TEXT SEGMENT:
By “fake”, I DO NOT MEAN KNOCK-OFFS. THIS FAKE IS ALSO KNOWN AS FAUX FUR.
THE KAISER, KARL LAGERFELD, MOST NOTABLY DID IT FOR FALL/WINTER 2010 AT CHANEL, BUT HAVE A LOOK AT THIS WILD LOOK BY CUSTO BARCELONA.
for Fall 2010,
CUSTO BARCELONA introduced the “2 great coats in 1”. It’s all-glam on one side, and all-about vintage on the other.
It’s currently available in Burgundy and Hunter Green, as seen on the fall 2010 New York runway show. I got there too late, and despite having a ticket to a decent seat, had to content myself with watching the show on the monitor in the Bryant Park lobby. Nonetheless, as menswear writer, MARK BEHNKE of www.fashiontribes.com and I studied the looks, I was all-in. HERE, IS A DESIGNER WHO STILL MANAGES TO CUE INTO THE TRENDS, BUT STILL DOES IT “MY WAY”. We loved the color, the flash, and the sheer hutzpah of this collection, that reminded me of the ghetto-glam of one of my favorite BOND flicks, “Live and Let Die”, in which one of the Harlem drug lord-villains, ‘Mr. Karanga’ [actor, Yaphet Kotto], wore a coat quite similar to this one, in the scene where he was assassinated in his over the top Caddy pimp mobile.
I love the fashion AND economical aspect of this coat. You get to hit fall’s vintage trend, and as for glamour – THAT is ALWAYS in fashion.

SUPPLIED RECORDS:
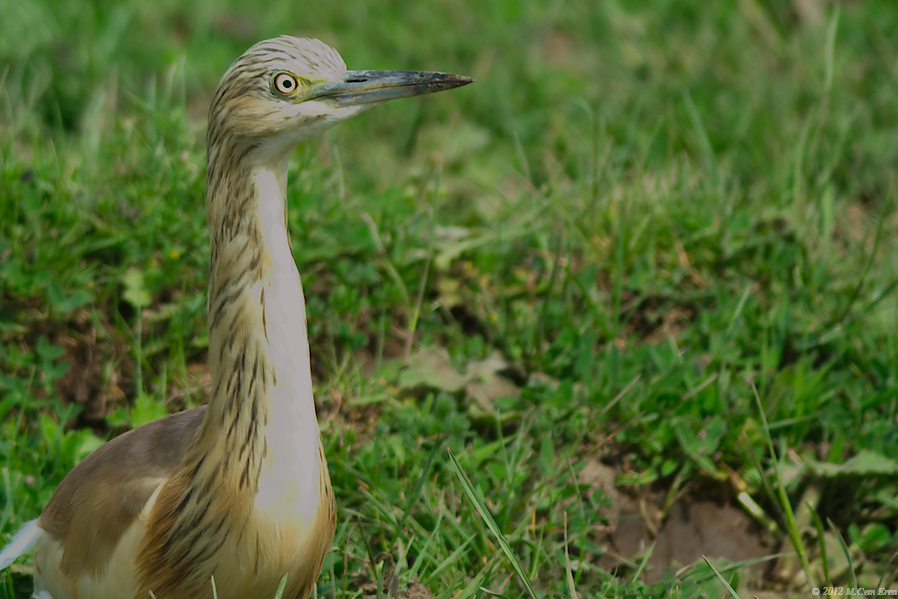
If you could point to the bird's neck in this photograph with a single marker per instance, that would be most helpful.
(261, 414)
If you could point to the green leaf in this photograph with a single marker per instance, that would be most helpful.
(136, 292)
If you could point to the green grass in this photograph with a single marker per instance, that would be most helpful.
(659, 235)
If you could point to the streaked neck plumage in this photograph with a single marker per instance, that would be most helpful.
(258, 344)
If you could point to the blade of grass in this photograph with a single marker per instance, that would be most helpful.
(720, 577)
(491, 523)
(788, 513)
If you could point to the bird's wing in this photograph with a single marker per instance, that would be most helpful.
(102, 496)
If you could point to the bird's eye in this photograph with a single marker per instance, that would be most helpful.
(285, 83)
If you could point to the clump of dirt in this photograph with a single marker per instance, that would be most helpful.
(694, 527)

* * *

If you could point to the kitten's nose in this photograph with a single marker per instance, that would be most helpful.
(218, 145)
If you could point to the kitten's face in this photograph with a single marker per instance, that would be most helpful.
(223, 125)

WRITTEN TASK A: According to the fashion text, which two colors is the Custo Barcelona coat currently available in?
WRITTEN TASK B: In the fashion text, take the part that opens with the words containing "It’s currently available" and closes with "Caddy pimp mobile.", and rewrite it with "Burgundy" changed to "Navy Blue".
WRITTEN TASK C: Translate this sentence from the fashion text into Spanish: "I love the fashion AND economical aspect of this coat."

EXERCISE SOLUTION A: Burgundy and Hunter Green.

EXERCISE SOLUTION B:
It’s currently available in Navy Blue and Hunter Green, as seen on the fall 2010 New York runway show. I got there too late, and despite having a ticket to a decent seat, had to content myself with watching the show on the monitor in the Bryant Park lobby. Nonetheless, as menswear writer, MARK BEHNKE of www.fashiontribes.com and I studied the looks, I was all-in. HERE, IS A DESIGNER WHO STILL MANAGES TO CUE INTO THE TRENDS, BUT STILL DOES IT “MY WAY”. We loved the color, the flash, and the sheer hutzpah of this collection, that reminded me of the ghetto-glam of one of my favorite BOND flicks, “Live and Let Die”, in which one of the Harlem drug lord-villains, ‘Mr. Karanga’ [actor, Yaphet Kotto], wore a coat quite similar to this one, in the scene where he was assassinated in his over the top Caddy pimp mobile.

EXERCISE SOLUTION C: Me encanta el aspecto a la moda Y económico de este abrigo.